Text provided:
Having Maven create a nice zip File and separate Configuration

A co-worker and I are preparing a presentation about Amazon EC2 for other developers in my company. To show some stuff in action, we decided to write two JMS powered applications. One is sending messages, the other is receiving messages and persisting them into a database. During the presentation we will roll this out onto 3 EC2 nodes. Each application is build using Maven. To have it as convenient as possible, I changed the Maven package build phase to produce a single zip-file. The zip-file can be copied over to the EC2 node, where it is extracted. The zip-file contains one big "uber-jar" (with all the third party dependencies included) and a single properties-file to be able to set host and port for the JMS communication. We use ActiveMQ as JMS vendor in our projects.

Once the big zip-file has been extracted on the EC2 nodes and the properties have been set, you can start the producer and the consumer from the Main class. (Note the little dot infront of .:consumer... - this is needed so that the properties-file is found)

Records shown:
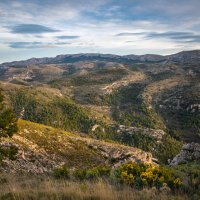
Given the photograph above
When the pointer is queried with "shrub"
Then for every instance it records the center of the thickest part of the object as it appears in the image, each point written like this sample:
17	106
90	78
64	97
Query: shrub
144	175
8	121
62	172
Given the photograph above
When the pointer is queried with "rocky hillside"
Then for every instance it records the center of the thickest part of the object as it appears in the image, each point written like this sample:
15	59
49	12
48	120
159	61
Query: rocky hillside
149	102
42	149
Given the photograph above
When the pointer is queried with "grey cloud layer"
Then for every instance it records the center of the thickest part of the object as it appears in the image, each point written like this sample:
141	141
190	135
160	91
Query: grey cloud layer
177	36
30	29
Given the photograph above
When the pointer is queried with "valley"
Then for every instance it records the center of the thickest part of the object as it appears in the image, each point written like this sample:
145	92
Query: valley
84	111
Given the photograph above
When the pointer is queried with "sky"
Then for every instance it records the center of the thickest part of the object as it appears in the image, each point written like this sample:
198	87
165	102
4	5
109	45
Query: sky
46	28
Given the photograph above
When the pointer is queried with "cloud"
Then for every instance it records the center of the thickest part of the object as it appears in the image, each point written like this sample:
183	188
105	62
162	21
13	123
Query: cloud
188	37
30	29
62	37
177	36
129	34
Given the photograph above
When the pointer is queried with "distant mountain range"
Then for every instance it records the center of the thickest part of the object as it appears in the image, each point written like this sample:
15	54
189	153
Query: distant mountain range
183	57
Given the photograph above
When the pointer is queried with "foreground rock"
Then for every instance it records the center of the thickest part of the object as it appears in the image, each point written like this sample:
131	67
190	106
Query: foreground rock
41	149
189	152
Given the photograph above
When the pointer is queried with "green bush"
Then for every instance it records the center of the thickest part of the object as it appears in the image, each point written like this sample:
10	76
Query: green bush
144	175
8	120
62	172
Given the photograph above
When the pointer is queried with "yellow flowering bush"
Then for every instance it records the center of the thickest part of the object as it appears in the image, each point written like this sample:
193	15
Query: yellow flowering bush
144	175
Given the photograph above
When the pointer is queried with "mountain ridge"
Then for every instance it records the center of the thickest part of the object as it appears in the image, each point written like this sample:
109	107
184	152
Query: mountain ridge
63	58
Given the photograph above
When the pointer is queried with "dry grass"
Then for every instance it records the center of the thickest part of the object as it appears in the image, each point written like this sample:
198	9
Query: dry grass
30	188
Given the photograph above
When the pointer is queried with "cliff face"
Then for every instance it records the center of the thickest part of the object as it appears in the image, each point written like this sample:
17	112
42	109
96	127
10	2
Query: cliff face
189	152
41	149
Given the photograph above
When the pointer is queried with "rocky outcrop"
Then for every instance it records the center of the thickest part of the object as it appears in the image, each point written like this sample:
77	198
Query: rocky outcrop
189	152
42	149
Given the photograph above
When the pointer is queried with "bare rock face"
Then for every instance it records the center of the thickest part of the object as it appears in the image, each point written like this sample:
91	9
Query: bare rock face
189	152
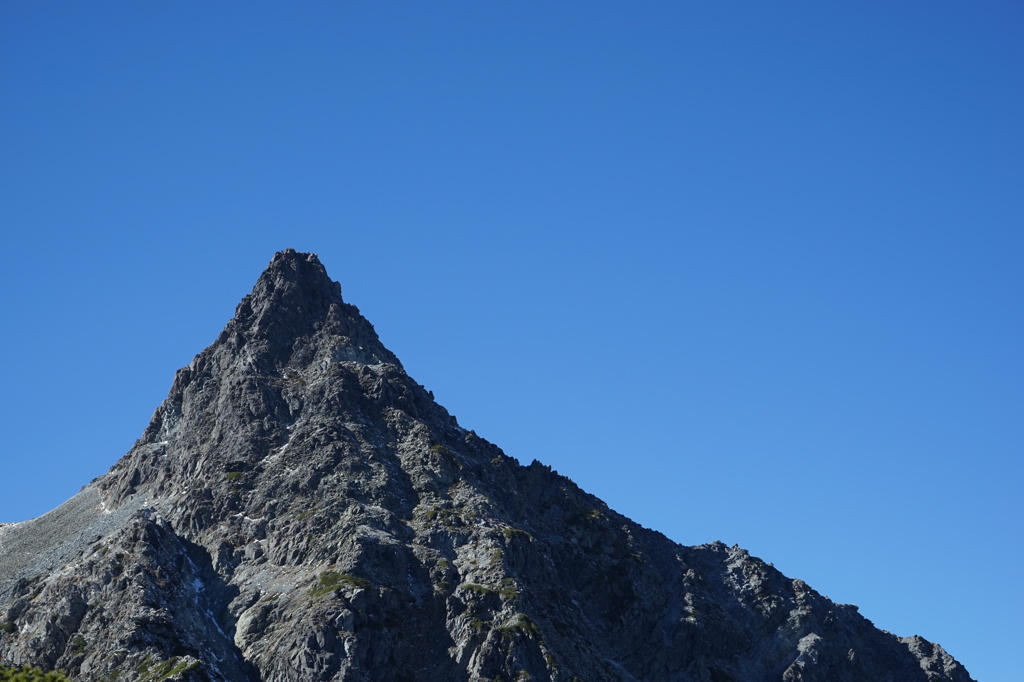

Exercises to complete:
1: Translate this sentence from the Maven zip packaging text into Spanish: "We use ActiveMQ as JMS vendor in our projects."
2: Pick up the Maven zip packaging text after its last sentence and write the next part.

Answers to each task:
1: Usamos ActiveMQ como proveedor de JMS en nuestros proyectos.

2:
java -cp .:consumer-1.0-SNAPSHOT-final.jar package.MessageReceiver


For the packaging of the big zip-files, I use the Maven Assembly plugin during the package phase. The configuration looks like this:


<assembly xmlns="http://maven.apache.org/plugins/maven-assembly-plugin/assembly/1.1.0"
xmlns:xsi="http://www.w3.org/2001/XMLSchema-instance"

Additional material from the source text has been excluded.